== Input rows ==

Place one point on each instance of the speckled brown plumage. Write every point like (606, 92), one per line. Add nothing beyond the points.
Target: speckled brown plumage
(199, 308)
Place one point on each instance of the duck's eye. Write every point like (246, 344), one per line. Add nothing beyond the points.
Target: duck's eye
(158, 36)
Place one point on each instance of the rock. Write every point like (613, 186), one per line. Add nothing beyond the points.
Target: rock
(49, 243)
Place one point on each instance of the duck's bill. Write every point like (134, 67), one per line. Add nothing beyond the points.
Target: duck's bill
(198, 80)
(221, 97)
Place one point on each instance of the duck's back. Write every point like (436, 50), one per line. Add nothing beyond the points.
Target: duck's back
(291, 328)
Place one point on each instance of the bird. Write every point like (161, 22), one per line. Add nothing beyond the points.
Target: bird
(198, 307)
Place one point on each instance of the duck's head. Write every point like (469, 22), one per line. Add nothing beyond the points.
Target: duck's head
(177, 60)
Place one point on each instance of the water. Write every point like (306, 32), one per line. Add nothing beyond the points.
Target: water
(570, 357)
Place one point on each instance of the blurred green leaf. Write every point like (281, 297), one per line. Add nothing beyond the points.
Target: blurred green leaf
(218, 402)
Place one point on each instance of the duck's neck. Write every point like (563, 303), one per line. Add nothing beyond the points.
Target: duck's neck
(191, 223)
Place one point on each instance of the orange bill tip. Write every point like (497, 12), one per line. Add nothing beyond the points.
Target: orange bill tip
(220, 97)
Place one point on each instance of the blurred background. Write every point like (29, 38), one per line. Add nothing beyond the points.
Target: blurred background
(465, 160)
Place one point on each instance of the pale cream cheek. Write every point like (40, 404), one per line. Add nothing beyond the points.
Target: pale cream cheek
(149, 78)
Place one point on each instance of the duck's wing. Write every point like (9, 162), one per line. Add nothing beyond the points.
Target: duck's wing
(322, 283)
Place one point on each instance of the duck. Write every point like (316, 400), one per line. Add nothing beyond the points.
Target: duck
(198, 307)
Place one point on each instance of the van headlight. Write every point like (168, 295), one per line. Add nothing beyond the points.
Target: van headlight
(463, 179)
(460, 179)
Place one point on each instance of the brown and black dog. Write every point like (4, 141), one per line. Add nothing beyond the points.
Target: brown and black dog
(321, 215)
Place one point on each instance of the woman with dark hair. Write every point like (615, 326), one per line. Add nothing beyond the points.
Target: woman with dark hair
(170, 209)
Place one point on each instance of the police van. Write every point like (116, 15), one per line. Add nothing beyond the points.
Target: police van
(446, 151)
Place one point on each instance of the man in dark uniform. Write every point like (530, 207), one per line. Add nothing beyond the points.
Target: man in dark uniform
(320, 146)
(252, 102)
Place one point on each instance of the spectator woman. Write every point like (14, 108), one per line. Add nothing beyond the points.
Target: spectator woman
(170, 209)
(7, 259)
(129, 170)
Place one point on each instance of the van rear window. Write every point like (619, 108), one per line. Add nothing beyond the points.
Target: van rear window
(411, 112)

===

Short problem | Exactly as shown, repeat every record.

Solution for this exercise |
Place one point on each instance of the speckled brown plumage. Write every point like (606, 92), one per line. Add nothing beyond the points.
Target: speckled brown plumage
(199, 308)
Place one point on each instance of the duck's eye. Write every point like (246, 344), one per line. Add nothing beyond the points.
Target: duck's eye
(158, 36)
Place one point on each instance of the rock. Write every point like (613, 186), one per line. Add nothing beyond the points.
Target: rock
(49, 243)
Place one point on each instance of the duck's bill. Write every point like (134, 67), one per line. Add nothing beyond the points.
Target: duck's bill
(198, 80)
(221, 97)
Place one point on each instance of the duck's back. Write every point like (436, 50), one per line. Add nothing beyond the points.
Target: duck's back
(291, 328)
Place one point on each instance of the bird. Write every point like (161, 22), one per line. Add nothing beyond the points.
Target: bird
(198, 307)
Place one point on each instance of the duck's head. Write every point like (469, 22), one per line. Add nothing beyond the points.
Target: duck's head
(177, 60)
Place one point on each instance of the water. Write every point like (306, 32), one per line. Add nothing beyond the points.
Target: water
(570, 357)
Place one point on each instance of the blurred green leaf. Write every point like (281, 297), one per line. Add nothing beyond the points.
Target: blurred green leaf
(218, 402)
Place one point on each instance of the duck's neck. Write every point like (563, 303), one per line. Add nothing beyond the points.
Target: duck's neck
(191, 223)
Place one point on each instance of the orange bill tip. Write every point like (497, 12), one per line. Add nothing beyond the points.
Target: orange bill tip
(220, 97)
Place one point on each instance of the blurred background. Write every point like (29, 38), one per line. Add nothing beyond the points.
Target: blurred background
(465, 160)
Place one point on each instance of the pale cream cheek. Write every point like (40, 404), one per line. Add nothing beyond the points.
Target: pale cream cheek
(149, 78)
Place one point on each instance of the duck's wing. Write every point like (9, 162), one per line. Add nothing beyond the points.
Target: duck's wing
(322, 283)
Place one point on each instance of the duck. Write every point like (316, 400), one per line. Add nothing beyond the points.
Target: duck
(198, 307)
Place one point on each instance of the van headlight. Write every point like (168, 295), one per line. Add nothing beyond the points.
Target: van headlight
(463, 179)
(460, 179)
Place one point on each instance of the brown and black dog. Write every point like (4, 141), one per line. Add nothing beyond the points.
Target: brown and black dog
(321, 215)
Place one point on each instance of the woman with dark hair. Write every point like (615, 326), one per line. Add nothing beyond the points.
Target: woman with dark hair
(170, 209)
Place one point on each instance of the police van. Write every point like (116, 15), one per line. Add nothing beyond the points.
Target: police van
(446, 151)
Place one point on each instance of the man in dark uniform. Write every point like (530, 207), one per line. Add nothing beyond the points.
Target: man in dark uniform
(320, 146)
(252, 102)
Place one point on each instance of the spectator woman. Write every point like (14, 108), one per line. Add nothing beyond the points.
Target: spectator woman
(170, 209)
(7, 259)
(129, 170)
Place one point on each instance of the van rear window. Write every point like (619, 108), one per line. Add nothing beyond the points.
Target: van rear window
(411, 112)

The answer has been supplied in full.